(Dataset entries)
____
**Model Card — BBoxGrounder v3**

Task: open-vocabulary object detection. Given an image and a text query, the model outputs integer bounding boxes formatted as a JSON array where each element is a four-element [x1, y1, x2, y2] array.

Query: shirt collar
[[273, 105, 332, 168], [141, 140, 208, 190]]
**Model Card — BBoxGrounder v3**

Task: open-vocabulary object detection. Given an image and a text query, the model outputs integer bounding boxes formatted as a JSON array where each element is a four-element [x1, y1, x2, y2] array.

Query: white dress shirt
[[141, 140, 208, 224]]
____
§ **Goal of the exercise**
Retype every line of the items above without any changes.

§ **The answer**
**Model Card — BBoxGrounder v3**

Task: open-vocabulary object detection. Given an image and a text query, the model outputs integer bounding boxes formatted as a JSON array where each element is a four-element [x1, y1, x2, y2] array.

Query: shirt collar
[[273, 105, 332, 168], [141, 140, 208, 190]]
**Model Card — BBoxGrounder v3**

Task: open-vocabulary object detection. Given an image and a text query, the model outputs integer bounding boxes formatted as a JSON array where each element is a four-element [x1, y1, x2, y2] array.

Query: white dress shirt
[[141, 140, 208, 224]]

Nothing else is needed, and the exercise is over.